━━ INFORMATION PROVIDED

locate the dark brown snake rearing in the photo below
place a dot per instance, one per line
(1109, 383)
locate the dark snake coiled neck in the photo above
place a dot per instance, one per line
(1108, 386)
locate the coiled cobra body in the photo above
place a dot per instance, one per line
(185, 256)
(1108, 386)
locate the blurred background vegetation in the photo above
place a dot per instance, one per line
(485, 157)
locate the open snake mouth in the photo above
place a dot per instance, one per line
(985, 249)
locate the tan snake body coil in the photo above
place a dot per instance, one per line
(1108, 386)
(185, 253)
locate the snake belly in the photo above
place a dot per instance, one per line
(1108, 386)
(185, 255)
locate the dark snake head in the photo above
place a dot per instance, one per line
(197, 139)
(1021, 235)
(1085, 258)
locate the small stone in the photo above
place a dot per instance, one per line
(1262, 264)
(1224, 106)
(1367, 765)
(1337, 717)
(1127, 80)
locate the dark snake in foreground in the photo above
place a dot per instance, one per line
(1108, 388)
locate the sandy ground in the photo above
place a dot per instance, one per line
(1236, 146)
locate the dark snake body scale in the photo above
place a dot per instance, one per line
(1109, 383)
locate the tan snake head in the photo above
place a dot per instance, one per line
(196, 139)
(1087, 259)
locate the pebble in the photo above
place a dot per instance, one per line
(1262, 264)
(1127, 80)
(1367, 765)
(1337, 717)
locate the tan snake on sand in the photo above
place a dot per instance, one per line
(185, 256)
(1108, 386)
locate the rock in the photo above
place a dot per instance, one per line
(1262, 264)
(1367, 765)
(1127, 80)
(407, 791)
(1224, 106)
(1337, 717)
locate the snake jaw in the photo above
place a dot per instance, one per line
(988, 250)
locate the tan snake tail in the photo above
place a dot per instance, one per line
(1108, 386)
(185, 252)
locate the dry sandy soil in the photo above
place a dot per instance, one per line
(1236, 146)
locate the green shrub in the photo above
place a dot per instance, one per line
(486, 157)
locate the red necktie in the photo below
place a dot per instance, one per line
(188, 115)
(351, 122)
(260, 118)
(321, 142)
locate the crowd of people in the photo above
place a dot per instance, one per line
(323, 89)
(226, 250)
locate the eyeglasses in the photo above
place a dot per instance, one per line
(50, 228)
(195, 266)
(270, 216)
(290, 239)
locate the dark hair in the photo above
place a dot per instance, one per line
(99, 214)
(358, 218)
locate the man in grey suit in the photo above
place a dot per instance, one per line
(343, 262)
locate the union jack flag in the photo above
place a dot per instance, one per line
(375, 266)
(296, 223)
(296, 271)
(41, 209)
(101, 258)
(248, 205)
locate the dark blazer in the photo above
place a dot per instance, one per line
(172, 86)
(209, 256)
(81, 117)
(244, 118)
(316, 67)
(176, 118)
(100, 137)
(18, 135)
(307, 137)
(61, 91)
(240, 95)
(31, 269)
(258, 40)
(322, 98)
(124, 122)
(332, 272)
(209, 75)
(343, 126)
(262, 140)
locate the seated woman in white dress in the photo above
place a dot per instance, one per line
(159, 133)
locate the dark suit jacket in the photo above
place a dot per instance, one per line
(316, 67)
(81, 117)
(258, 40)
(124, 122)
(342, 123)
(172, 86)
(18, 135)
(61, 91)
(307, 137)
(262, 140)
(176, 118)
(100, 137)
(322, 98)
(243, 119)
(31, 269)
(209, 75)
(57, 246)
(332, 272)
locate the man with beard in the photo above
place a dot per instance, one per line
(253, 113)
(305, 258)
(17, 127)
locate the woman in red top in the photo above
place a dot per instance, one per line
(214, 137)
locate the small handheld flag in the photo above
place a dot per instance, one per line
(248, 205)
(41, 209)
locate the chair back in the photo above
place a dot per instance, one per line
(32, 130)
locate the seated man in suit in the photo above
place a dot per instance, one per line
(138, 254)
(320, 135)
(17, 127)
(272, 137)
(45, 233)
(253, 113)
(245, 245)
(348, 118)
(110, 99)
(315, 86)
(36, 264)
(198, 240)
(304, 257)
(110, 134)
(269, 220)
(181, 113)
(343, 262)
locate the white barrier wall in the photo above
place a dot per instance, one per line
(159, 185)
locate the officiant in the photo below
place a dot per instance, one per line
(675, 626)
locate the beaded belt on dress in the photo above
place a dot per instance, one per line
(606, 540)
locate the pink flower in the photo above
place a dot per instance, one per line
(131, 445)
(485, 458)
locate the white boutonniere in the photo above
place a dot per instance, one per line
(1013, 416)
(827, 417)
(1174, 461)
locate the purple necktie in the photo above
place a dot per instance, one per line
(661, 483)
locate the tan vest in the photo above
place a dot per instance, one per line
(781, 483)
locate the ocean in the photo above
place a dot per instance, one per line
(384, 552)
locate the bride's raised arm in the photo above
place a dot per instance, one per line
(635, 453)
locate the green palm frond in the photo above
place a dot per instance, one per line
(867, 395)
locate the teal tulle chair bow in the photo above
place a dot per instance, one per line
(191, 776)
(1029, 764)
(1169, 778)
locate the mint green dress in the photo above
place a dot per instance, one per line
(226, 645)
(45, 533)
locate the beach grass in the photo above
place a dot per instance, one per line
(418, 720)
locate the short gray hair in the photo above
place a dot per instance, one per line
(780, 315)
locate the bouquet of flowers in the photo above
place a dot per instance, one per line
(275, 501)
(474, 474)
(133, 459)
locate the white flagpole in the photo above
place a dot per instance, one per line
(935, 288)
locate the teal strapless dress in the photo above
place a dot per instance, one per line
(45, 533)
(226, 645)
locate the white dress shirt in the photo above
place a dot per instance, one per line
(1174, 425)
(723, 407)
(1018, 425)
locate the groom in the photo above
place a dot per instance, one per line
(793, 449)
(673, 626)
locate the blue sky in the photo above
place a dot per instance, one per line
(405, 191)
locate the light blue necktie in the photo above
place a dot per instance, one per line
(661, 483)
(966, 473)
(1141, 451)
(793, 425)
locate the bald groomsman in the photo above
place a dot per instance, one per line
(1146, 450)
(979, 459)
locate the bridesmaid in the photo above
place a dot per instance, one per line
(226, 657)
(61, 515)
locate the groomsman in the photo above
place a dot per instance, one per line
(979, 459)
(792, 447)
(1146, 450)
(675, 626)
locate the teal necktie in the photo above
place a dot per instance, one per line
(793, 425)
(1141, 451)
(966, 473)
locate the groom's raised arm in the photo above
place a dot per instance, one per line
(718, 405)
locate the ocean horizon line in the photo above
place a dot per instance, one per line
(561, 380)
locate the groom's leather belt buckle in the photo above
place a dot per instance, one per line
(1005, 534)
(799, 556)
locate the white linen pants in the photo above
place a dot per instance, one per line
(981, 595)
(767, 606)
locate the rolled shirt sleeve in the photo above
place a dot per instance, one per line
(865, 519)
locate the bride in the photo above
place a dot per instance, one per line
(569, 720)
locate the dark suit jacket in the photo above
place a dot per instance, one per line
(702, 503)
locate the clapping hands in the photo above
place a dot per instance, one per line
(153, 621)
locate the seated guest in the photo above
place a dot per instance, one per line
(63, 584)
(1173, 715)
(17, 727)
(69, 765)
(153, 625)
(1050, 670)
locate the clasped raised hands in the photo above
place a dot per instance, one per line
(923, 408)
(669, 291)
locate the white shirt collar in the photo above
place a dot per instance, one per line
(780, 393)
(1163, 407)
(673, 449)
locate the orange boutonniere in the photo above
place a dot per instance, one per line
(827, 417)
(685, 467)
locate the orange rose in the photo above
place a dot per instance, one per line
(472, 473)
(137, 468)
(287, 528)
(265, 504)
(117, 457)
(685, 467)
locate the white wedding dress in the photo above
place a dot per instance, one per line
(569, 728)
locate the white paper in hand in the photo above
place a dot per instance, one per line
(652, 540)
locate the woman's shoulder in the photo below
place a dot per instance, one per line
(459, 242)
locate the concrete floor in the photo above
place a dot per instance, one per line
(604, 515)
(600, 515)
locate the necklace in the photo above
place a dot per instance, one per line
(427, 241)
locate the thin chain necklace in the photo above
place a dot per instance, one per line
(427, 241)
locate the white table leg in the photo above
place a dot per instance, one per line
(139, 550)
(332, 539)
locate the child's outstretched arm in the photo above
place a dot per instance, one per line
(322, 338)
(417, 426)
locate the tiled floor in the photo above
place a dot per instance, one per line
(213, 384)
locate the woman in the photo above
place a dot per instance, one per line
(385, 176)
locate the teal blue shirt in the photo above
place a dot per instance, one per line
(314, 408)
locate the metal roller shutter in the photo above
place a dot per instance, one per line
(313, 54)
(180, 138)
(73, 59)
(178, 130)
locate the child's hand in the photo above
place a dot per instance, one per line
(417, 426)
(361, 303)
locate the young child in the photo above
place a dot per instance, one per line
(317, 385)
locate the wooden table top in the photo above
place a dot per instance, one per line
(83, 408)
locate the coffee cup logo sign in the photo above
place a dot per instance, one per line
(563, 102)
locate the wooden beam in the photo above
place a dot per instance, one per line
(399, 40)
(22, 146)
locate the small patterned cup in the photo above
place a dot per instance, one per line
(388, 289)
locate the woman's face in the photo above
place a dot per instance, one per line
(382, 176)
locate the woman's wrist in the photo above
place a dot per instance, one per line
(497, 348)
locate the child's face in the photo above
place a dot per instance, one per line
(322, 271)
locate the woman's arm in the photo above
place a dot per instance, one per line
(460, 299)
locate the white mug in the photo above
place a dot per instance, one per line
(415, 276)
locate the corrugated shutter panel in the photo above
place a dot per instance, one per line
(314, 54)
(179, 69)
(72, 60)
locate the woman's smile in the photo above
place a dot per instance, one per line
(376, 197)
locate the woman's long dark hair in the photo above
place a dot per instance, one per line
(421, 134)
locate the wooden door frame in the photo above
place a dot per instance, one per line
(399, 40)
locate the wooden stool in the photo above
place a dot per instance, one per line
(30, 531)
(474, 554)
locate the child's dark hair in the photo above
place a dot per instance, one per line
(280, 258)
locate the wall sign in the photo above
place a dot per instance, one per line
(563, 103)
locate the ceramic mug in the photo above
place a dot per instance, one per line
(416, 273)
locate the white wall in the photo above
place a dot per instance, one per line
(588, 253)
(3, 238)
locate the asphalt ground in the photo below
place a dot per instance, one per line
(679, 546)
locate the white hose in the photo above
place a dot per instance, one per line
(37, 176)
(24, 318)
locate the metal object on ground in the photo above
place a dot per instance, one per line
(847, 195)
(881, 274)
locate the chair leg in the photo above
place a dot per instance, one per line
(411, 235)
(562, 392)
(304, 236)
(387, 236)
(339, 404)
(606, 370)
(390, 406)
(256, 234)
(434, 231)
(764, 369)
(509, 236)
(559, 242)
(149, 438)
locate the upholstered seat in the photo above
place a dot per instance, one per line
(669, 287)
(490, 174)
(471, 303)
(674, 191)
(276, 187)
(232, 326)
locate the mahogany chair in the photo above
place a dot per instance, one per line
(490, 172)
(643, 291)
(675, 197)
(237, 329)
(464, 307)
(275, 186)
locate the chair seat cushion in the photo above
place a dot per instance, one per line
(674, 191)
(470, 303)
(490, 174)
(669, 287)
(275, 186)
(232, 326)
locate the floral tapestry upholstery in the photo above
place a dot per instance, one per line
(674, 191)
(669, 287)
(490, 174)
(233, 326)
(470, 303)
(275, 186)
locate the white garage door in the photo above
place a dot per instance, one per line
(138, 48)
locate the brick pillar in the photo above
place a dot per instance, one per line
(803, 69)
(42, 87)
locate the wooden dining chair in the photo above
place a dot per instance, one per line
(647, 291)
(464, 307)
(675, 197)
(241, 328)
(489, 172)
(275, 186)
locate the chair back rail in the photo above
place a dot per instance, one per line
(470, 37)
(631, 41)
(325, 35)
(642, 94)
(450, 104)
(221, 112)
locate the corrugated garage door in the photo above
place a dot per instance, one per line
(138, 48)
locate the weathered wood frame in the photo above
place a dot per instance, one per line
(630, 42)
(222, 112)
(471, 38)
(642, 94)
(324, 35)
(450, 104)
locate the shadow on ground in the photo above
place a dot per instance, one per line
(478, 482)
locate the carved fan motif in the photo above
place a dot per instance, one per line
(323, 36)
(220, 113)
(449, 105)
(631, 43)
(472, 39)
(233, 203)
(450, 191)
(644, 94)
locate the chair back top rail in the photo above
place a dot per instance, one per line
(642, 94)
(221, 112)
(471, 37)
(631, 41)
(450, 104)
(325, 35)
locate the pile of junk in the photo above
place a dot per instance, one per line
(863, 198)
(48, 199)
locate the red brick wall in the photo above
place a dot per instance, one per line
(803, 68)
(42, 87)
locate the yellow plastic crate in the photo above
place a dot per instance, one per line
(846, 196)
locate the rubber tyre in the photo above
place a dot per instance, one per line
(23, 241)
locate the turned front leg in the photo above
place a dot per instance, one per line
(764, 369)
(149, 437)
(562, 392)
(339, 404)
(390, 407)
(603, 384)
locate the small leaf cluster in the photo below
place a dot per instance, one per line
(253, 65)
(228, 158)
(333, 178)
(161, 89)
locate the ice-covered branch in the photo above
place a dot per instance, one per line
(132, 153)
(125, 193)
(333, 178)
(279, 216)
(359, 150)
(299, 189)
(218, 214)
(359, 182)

━━━━

▶ _EXERCISE AIM_: Would you output, from the records above, exactly the run of lines that starts at the line containing "locate the wall sign in the photo above" and ends at the line containing "locate the asphalt ground in the photo below", and only that run?

▶ _FINISHED TASK_:
locate the wall sign in the photo above
place a dot per instance, one per line
(563, 103)
locate the ceramic mug in the photo above
place a dot per instance, one per line
(416, 273)
locate the white wall in the photo above
place a dot per instance, one per line
(588, 253)
(3, 238)
locate the asphalt ground in the photo below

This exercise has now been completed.